Repeat word for word the part of the text on galaxy classification from "The transformation of" up to and including "distinguish different histories.".

*TEXT PROVIDED*.
━━━━━━━━━━━━━━━━

2 Why be multivariate?

The description of a given galaxy requires many observables, most of them derived from a spectrum. Usual classifications, often inspired by the Hubble tuning fork, use only a very few properties. Even if bivariate plots or correlations are clear and useful, they are incomplete. Worse, they are merely the projection onto a 2-D diagram of a multivariate parameter space. This projection is generally expected to increase the dispersion of the plot. Anyhow, it is difficult to represent many data with only bivariate plots, and any classification necessarily requires an arbitrary binning of one or several parameters.

Multivariate analyses are still not much used in astrophysics. One basic tool, the Principal Component Analysis, is relatively well-known (e.g. Cabanac et al., 2002; Recio-Blanco et al., 2006), but this is not a clustering tool in itself. A very few attempts to apply multivariate clustering methods have been made very recently (Chattopadhyay and Chattopadhyay, 2006, 2007; Chattopadhyay et al., 2007, 2008, 2009a, 2009b; Fraix-Burnet et al., 2009, 2010). Sophisticated statistical tools are used in some areas of astrophysics and are developing steadily, but multivariate analysis and clustering techniques have not much penetrated the community. It is true that the interpretation of the results are not always easy.

3 Why be evolutive?

Evolution, an unavoidable fact, is also not correctly taken into account in most classification methods. By mixing together objects at different stages of evolution, most of the physical significance and usefulness of a classification is lost. In practice, the evolution of galaxies is often limited to the evolution of the properties of the entire population as a function of redshift (Bell, 2005). Since environment (the expanding Universe) and galaxy properties are so much intricate, this kind of study is relevant to a first approximation. However, recent observations have revealed that galaxies of all kinds do not evolve perfectly in parallel, as illustrated for instance by the so-called downsizing effect which shows that large galaxies formed their stars earlier than small ones (e.g. Neistein et al., 2006). New observational instruments now bring multivariate information at different stages of evolution, and in various evolutive environments. In this multivariate context, we believe that the notion of ”evolution”, easy to understand for a single parameter, is advantageously replaced by ”diversification”.

The transformation of galaxies is a complex process (Fraix-Burnet et al., 2006b, c) that cannot be disentangled with only a very few observables. For instance, the elliptical shape of galaxy can be obtained through the monolithic collapse of a big cloud of gas, or by big mergers. To find which process has shaped a given galaxy, many observables are required. Only a multivariate and evolutive analysis can distinguish different histories.

━━━━━━━━━━━━━━━━

*RECORDS SUPPLIED*.
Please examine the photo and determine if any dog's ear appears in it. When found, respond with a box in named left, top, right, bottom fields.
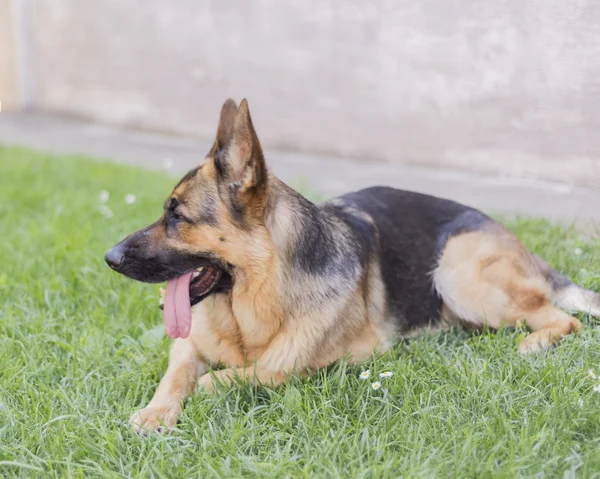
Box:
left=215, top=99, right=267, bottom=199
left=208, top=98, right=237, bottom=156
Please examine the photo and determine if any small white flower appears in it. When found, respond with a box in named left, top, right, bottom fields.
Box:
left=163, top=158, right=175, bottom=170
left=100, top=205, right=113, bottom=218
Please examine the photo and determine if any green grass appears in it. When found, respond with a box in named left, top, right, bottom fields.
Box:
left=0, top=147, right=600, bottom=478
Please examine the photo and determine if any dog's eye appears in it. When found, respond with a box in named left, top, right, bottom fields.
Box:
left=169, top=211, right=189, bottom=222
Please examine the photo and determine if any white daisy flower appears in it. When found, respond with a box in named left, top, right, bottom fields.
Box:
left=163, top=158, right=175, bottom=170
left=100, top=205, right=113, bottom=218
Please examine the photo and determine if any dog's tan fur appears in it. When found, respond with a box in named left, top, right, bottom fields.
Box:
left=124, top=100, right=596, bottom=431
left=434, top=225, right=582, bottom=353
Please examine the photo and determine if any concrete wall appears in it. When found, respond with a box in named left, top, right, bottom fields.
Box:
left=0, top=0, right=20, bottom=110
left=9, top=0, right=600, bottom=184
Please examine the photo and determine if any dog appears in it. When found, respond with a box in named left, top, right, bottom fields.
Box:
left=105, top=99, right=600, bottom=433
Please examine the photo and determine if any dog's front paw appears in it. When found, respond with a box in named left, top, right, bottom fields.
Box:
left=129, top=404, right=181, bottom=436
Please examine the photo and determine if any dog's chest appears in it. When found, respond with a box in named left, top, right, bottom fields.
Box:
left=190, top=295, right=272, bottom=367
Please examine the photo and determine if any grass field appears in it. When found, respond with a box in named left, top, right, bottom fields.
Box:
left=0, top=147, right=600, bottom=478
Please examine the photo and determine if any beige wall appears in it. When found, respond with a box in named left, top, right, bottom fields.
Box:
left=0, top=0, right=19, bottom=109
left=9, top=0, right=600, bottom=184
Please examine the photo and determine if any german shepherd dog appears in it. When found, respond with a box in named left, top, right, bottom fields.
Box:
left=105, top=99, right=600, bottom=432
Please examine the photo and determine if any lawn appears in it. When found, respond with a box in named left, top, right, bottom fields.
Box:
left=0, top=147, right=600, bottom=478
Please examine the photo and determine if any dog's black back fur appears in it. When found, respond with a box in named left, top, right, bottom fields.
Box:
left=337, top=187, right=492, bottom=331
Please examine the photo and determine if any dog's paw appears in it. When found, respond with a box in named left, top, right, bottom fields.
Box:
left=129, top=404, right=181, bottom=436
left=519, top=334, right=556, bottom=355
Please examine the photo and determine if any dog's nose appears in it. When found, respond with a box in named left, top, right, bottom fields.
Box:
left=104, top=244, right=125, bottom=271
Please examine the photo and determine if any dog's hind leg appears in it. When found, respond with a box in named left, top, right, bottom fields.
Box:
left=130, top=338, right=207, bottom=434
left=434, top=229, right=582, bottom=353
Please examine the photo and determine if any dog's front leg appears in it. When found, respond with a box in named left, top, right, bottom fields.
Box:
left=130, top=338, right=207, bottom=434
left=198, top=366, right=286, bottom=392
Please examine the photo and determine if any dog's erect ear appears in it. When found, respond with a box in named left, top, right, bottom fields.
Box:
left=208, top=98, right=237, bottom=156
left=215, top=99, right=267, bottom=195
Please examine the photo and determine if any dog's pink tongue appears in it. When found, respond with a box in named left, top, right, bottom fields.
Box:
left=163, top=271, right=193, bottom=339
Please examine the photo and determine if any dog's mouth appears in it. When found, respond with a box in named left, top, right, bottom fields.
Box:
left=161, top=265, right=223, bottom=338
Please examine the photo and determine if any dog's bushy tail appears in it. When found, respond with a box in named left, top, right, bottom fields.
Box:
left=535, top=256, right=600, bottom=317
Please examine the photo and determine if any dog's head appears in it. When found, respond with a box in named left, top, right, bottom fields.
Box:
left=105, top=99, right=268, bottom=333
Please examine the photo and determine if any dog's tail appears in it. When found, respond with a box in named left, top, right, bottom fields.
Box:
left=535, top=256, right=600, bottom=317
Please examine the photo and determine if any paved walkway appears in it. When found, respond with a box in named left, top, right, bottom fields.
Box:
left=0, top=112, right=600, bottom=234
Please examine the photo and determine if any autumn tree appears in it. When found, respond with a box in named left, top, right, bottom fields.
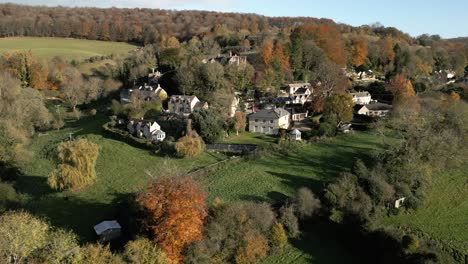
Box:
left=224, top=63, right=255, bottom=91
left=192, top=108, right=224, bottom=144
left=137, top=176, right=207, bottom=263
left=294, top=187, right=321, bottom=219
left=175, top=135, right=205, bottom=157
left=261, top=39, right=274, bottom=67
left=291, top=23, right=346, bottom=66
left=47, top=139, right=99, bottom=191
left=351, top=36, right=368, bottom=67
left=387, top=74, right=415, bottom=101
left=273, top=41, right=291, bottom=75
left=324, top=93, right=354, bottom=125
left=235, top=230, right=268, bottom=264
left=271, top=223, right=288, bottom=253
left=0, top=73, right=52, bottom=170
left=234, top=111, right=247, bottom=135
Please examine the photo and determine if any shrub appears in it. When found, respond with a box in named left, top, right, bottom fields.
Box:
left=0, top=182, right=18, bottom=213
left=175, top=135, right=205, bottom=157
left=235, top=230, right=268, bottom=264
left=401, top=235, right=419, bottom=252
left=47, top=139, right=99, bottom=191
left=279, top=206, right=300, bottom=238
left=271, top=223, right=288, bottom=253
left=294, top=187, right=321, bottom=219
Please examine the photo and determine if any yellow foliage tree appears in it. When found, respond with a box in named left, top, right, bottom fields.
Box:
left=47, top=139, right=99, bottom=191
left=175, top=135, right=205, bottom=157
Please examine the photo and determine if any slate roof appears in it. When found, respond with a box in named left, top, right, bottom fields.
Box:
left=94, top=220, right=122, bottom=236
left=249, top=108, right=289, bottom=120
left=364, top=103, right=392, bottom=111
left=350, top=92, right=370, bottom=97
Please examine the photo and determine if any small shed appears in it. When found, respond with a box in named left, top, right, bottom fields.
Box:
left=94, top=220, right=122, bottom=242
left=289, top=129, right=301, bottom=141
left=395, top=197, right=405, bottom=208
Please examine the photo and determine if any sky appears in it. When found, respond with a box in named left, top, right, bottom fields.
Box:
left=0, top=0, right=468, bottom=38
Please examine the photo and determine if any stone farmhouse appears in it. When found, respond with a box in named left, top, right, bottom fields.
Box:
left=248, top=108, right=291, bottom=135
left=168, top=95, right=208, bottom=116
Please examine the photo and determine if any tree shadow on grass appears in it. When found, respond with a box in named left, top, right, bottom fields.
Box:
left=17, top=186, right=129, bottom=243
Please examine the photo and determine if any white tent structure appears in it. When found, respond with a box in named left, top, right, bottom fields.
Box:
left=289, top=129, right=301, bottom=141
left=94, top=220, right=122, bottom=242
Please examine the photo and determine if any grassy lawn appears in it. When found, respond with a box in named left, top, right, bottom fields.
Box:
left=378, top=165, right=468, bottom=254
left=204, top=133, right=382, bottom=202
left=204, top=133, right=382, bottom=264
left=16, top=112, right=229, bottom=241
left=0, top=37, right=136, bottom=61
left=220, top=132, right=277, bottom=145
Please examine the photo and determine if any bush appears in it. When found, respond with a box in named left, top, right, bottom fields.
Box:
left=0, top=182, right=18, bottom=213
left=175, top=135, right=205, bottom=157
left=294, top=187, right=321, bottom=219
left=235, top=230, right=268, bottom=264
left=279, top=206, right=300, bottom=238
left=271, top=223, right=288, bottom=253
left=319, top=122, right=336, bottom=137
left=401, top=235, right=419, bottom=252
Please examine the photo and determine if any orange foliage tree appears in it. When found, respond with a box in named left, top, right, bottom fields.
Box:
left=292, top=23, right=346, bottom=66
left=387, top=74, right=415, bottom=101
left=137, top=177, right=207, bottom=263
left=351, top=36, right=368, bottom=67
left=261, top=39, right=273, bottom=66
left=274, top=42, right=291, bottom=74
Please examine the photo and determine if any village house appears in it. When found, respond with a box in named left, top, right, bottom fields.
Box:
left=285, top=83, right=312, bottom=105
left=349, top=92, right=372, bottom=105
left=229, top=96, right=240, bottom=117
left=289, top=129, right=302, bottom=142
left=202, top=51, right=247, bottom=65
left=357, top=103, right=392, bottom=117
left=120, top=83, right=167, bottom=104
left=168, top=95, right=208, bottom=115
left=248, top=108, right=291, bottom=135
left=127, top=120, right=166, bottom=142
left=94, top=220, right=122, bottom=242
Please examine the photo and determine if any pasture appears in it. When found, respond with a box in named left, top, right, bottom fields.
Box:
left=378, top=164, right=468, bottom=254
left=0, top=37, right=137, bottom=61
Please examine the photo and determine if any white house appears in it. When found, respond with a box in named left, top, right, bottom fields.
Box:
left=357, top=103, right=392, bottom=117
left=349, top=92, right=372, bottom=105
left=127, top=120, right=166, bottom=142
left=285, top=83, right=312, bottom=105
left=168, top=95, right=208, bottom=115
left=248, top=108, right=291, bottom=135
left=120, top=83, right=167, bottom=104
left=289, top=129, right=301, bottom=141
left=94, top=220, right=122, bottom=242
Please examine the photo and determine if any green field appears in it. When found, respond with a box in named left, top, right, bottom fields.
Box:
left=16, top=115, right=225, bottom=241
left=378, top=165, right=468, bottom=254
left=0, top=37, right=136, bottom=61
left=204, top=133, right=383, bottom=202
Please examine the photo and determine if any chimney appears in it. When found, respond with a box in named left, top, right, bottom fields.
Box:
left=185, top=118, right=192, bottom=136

━━━━━━━━━━━━━━━━

*EXERCISE RESULT*.
The transformation of galaxies is a complex process (Fraix-Burnet et al., 2006b, c) that cannot be disentangled with only a very few observables. For instance, the elliptical shape of galaxy can be obtained through the monolithic collapse of a big cloud of gas, or by big mergers. To find which process has shaped a given galaxy, many observables are required. Only a multivariate and evolutive analysis can distinguish different histories.